▶ Excerpt to read
Figure 4. In Wt Yptb, mrtAB is only required in the mesenteric lymph node.

A) Growth of Yptb (P⁺) in spleen and liver is unaffected by the absence of mrtAB. Mice were inoculated IV with 10³ Yptb (P⁺) derivatives, organs were collected 3 days post-infection, and bacterial number was determined by colony forming units (CFU) per organ. N = 4 or 6. B) Yptb (P⁺) requires MrtAB for optimal colonization of mesenteric lymph nodes. Mice were orally inoculated with 2×10⁹ Yptb(P⁺) or Yptb(P⁺)ΔmrtAB, organs were collected at 1 day post-infection, and analyzed as in A. The dashed line indicates the limit of detection. N = 10 mice. C) Defect in MLN colonization caused by absence of MrtAB is rescued in trans by intact mrtAB. Mice were orally inoculated with 2×10⁹ Yptb(P⁺)/vector, Yptb(P⁺)ΔmrtAB/vector, or Yptb(P⁺)ΔmrtAB/pmrtAB, organs were collected 1 day post-infection and analyzed as in A. N = 8 or 9 mice. D) The defect in MLN colonization caused by the absence of MrtAB can be recapitulated after intraperitoneal inoculation. IP inoculation was performed with 2×10⁵ Yptb(P⁺)or Yptb(P⁺)ΔmrtAB Yptb. Organs were collected 1 day post-infection, and analyzed as in A. N = 4 mice. *Statistical significance was determined by nonparametric Mann–Whitney test.

Figure 5. ATPase activity of MrtB is required for optimal growth in vivo.

A) Mice were infected IV with 1×10⁵ Yptb(P⁻)/vector, Yptb(P⁻)ΔmrtAB/vector, Yptb(P⁻)ΔmrtAB/pmrtA ⁺ mrtB ⁺-flag complementation vector, or Yptb(P⁻)ΔmrtAB/pmrtA ⁺ mrtB*-flag complementation vector with *K380A mutation in MrtB. Spleens were collected 3 days post infection, and bacterial number was determined by colony forming units (CFU) per organ. N = 6 or 8 mice. B) Bacteria were grown in vitro to examine the effect of disrupting the MrtB-FLAG Walker A box on MrtB-FLAG expression. Yptb(P⁻) ΔmrtAB/vector (Lane 1 = 26°C, Lane 2 = 37°C), Yptb(P⁻)ΔmrtAB/pmrtA ⁺ mrtB ⁺ -flag (Lane 3 = 26°C, Lane 4 = 37°C), or Yptb(P⁻)ΔmrtAB/pmrtA ⁺ mrtB*-flag (*K380A) (Lane 6 = 26°C, Lane 7 = 37°C), were grown in LB in vitro at 26° or 37°. Blots were stripped and re-probed with S2 antibody for a loading control. *P: Statistical significance was determined by nonparametric Mann–Whitney test.

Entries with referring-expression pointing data
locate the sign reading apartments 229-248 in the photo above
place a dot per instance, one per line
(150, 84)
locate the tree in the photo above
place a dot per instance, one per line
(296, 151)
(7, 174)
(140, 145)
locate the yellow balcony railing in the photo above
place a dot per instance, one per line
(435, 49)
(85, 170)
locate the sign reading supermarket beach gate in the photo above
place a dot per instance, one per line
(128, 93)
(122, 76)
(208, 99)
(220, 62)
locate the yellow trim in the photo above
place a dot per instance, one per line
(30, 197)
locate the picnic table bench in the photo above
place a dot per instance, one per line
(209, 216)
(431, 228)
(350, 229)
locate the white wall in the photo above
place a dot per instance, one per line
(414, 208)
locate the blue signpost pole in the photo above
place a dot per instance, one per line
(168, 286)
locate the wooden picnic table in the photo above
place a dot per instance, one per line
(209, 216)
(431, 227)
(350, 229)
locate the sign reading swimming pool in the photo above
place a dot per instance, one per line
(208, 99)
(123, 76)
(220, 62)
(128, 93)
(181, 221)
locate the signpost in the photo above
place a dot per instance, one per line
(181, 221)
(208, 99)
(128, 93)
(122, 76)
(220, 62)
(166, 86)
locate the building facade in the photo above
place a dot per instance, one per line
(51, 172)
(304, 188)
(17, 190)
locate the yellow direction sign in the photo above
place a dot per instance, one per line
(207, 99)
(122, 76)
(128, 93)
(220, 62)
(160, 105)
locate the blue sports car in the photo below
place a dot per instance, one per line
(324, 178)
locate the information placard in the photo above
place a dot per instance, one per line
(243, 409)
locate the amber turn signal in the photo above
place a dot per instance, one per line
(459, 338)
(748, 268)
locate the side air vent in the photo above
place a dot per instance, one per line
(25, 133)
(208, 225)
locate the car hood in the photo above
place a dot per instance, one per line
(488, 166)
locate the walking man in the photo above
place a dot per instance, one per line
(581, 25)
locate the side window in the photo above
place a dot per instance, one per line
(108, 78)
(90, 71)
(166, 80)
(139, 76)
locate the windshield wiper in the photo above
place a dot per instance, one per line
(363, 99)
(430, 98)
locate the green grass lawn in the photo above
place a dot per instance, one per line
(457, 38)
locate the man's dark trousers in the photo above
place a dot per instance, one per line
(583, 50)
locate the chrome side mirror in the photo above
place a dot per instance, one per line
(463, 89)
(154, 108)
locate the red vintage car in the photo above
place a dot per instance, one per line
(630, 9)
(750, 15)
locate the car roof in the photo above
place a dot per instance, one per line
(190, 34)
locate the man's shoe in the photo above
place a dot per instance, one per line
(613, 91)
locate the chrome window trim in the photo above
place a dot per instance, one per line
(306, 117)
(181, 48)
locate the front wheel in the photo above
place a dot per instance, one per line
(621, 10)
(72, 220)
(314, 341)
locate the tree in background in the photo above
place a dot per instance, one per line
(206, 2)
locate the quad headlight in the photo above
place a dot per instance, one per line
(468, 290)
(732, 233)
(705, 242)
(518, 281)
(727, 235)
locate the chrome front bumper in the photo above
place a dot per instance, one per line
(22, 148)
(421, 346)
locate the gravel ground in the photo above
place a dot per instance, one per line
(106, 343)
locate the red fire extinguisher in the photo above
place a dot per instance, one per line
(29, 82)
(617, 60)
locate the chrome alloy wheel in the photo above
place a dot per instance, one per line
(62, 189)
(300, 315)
==
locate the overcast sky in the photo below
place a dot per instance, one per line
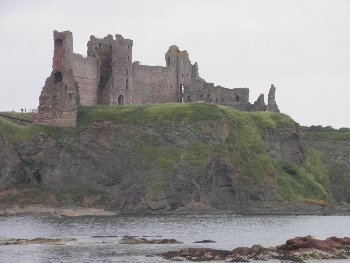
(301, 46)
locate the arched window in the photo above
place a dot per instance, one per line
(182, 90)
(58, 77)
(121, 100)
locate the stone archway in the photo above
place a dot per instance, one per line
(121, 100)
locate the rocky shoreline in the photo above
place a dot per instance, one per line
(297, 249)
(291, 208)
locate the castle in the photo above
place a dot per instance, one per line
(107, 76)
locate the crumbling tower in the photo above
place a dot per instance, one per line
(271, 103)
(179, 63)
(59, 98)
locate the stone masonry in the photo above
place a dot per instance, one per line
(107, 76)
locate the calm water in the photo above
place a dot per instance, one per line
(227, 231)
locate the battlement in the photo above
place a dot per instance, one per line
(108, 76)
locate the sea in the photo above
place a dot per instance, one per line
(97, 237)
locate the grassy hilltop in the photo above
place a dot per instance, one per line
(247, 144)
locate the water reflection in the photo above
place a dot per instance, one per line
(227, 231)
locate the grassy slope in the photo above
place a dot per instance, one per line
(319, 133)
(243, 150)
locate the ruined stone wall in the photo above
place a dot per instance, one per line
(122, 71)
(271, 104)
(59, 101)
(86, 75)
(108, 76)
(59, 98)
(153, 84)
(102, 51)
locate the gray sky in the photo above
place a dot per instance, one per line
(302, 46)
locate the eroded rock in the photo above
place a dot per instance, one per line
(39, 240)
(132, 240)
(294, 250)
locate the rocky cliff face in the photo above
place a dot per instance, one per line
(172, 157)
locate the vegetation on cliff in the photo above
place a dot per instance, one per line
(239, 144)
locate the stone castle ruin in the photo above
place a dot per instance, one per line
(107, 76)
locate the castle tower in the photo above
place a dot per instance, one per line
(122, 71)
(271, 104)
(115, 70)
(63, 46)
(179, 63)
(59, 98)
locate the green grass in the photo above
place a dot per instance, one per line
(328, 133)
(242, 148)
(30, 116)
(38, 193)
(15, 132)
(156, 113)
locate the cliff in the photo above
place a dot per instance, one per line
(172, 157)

▶ Work to complete
1. In the Yptb figure legends, why were bacteria grown in vitro for panel B of Figure 5? Answer in one to three sentences.
2. Write the next part of the Yptb figure legends, picking up after their last sentence.
The entries are not needed for any of the work here.

▶ Answers for the exercise
1. They were grown in vitro to examine how disrupting the Walker A box of MrtB-FLAG affects MrtB-FLAG expression. The blots were then stripped and re-probed with S2 antibody as a loading control.

2.
Figure 6. MLN-localized Yptb(P⁺) expresses YopE and is in contact with neutrophils.

Mice were orally inoculated with 2×10⁹ (MLN) or injected IV with 10³ (Spleen) bacteria to approximately synchronize the infections, organs were collected 2 days post-inoculation, and tissue sections were stained for DNA (Hoechst). Displayed are representative images of Yptb(P⁺)-GFP/YopE-mCherry micro-colonies in the spleen (A) or MLN (B). (Median mCherry fluorescence intensity)/(median GFP fluorescence intensity) for Yptb(P⁺)/GFP/YopE-mCherry micro-colonies, or Yptb(P⁺)/GFP micro-colonies in the spleens and MLNs, is graphed in C. Each symbol in C represents a different focus of infection. N = 3 (GFP control) or N = 7–8 (Reporter). D) Spleens from mice infected IV with 1×10³ GFP-Wt Yptb, or E) MLN from mice orally inoculated with 2×10⁹ GFP-Wt Yptb, were isolated 2 days post-infection, and tissue sections were stained for neutrophils (Ly6G) and DNA (Hoechst). D and E are representative images.

Figure 7. The Yptb(P+) mrtAB mutant exhibits delayed growth in the MLN, but equal spleen colonization and lethality in mice.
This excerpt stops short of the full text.